━━ Provided data ━━

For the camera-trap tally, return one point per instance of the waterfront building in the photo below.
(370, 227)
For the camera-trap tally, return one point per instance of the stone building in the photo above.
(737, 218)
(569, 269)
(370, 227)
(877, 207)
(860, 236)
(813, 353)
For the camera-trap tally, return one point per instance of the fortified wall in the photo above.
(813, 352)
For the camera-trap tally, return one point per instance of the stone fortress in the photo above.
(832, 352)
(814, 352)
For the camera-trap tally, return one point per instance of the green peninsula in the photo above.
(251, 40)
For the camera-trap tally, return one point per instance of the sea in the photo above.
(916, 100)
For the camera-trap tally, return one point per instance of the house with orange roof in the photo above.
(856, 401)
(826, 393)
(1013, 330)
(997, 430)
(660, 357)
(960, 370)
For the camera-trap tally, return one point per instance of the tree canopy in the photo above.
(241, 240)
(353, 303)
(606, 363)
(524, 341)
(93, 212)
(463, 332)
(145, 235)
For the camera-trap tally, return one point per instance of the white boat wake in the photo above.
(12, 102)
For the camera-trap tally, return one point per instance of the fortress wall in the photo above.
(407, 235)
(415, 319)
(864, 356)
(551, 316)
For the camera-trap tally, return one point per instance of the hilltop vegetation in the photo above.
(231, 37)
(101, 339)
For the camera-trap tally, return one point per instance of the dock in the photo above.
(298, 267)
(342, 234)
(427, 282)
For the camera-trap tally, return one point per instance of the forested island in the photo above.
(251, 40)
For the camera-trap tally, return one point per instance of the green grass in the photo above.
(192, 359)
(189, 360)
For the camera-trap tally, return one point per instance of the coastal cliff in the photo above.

━━━

Reproduce all of the entries above, substituting "coastline survey" for each occurrence of "camera-trap tally" and leaving everything else unchanged.

» Output below:
For the coastline survey, return one point per instance of the waterfront building in the photo below.
(370, 227)
For the coastline survey, return one point per instance of the stone building in the photo above.
(737, 218)
(569, 269)
(370, 227)
(877, 207)
(860, 236)
(813, 353)
For the coastline survey, return one point per instance of the fortified wall in the photo above.
(813, 352)
For the coastline survey, return one point per instance of the stone fortress in the photo above.
(832, 352)
(814, 352)
For the coastline survey, return one point per instance of the green peninsula in the photo above.
(251, 40)
For the coastline survey, return one point per instance of the sea in the photo above.
(916, 100)
For the coastline survey, return one point per instance of the house with orange roof in the photo above.
(856, 401)
(826, 393)
(1013, 330)
(997, 430)
(660, 357)
(960, 370)
For the coastline survey, return one point per instance of the tree canopy in the photo above.
(241, 240)
(353, 303)
(606, 363)
(524, 341)
(93, 212)
(463, 332)
(145, 235)
For the coastline survey, return one point per instance of the white boat wake in the photo above.
(12, 102)
For the coastline survey, return one point per instance of the fortress wall in the photo above.
(407, 235)
(415, 319)
(864, 356)
(551, 316)
For the coastline survey, return one point per instance of the hilltop vegetation in the photo above.
(231, 37)
(101, 339)
For the coastline survey, return one point per instance of the dock in the photo above.
(298, 267)
(342, 234)
(427, 282)
For the coastline survey, return one point per instance of the forested island in the photo above.
(251, 40)
For the coastline survey, return one point per instance of the green grass in the photo above.
(192, 359)
(189, 360)
For the coastline survey, return one point per instance of the coastal cliff in the photo above.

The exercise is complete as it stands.